Texte à lire:

· · · · · · ·

Algérie : Cinquante ans et beaucoup de poussière


Je suis une femme d'un certain âge. Ou plutôt, d'un âge certain. C'est là ma seule certitude.

Je suis née à une période trouble de l'histoire. Les coups de feu résonnaient à mes oreilles avant même que je ne pousse mon premier cri. Le premier d'une très longue liste d'ailleurs… Je suis donc née dans la violence, le sang et la haine. Et dans l'espoir aussi. Mais je crois que l'espoir est mort au moment même où je suis venue au monde. Nous aurions dû grandir ensemble. Aujourd'hui, dans la solitude dans laquelle m'ont plongée les années, je sens confusément que cet espoir était mon âme sœur et qu'on me l'a volé. Et s'il m'est apparu bien souvent sous les traits d'un autre, j'ai rarement cru aux lendemains qui chantent.

· · · · · · ·

Données fournies:
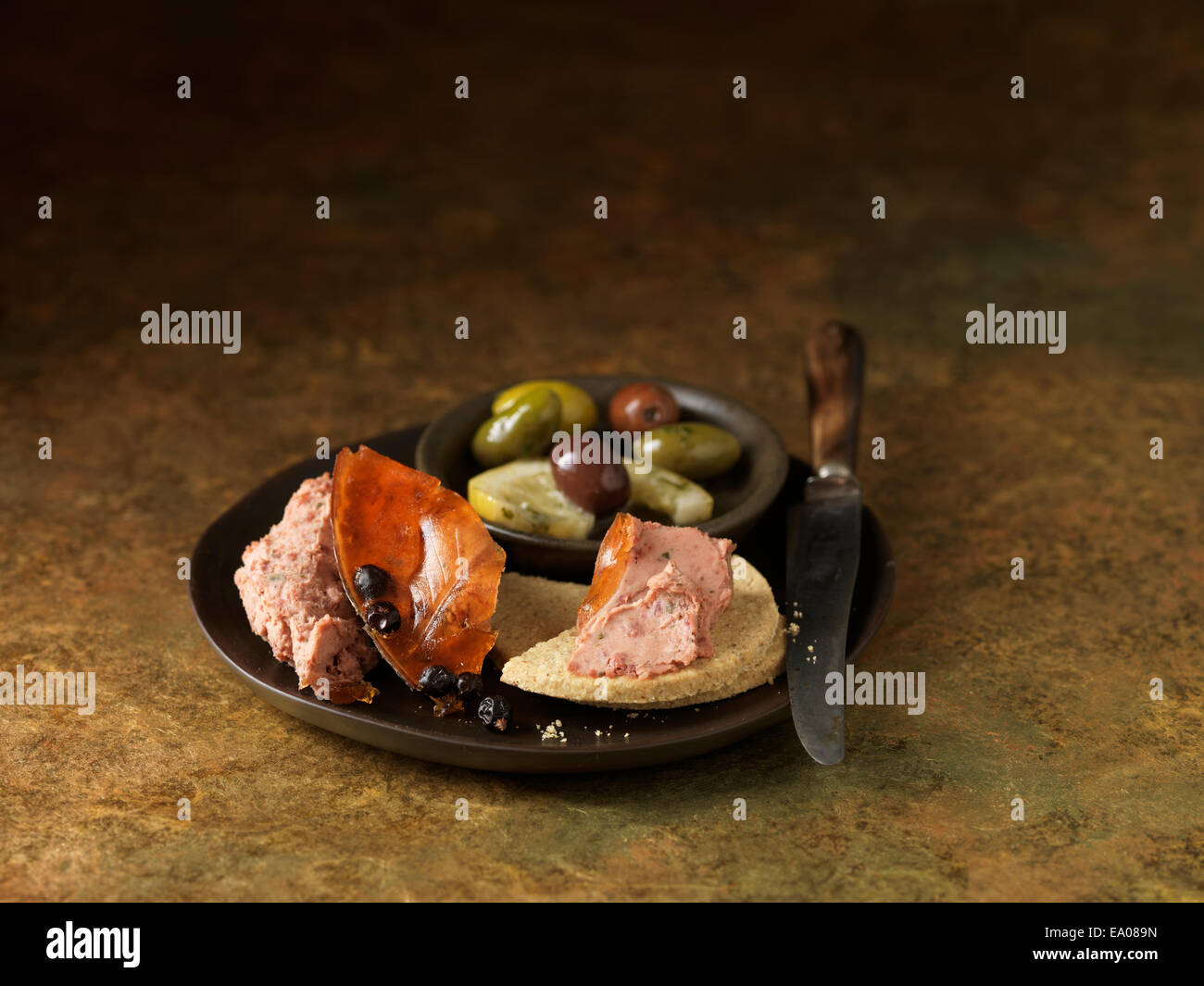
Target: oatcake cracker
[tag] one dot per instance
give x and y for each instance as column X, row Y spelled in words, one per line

· · · · · · ·

Exercice: D'après le texte sur l'Algérie, qu'est-ce qui résonnait aux oreilles de la narratrice avant son premier cri ? Ces lignes sont un matériau distinct du texte.

Réponse: Des coups de feu.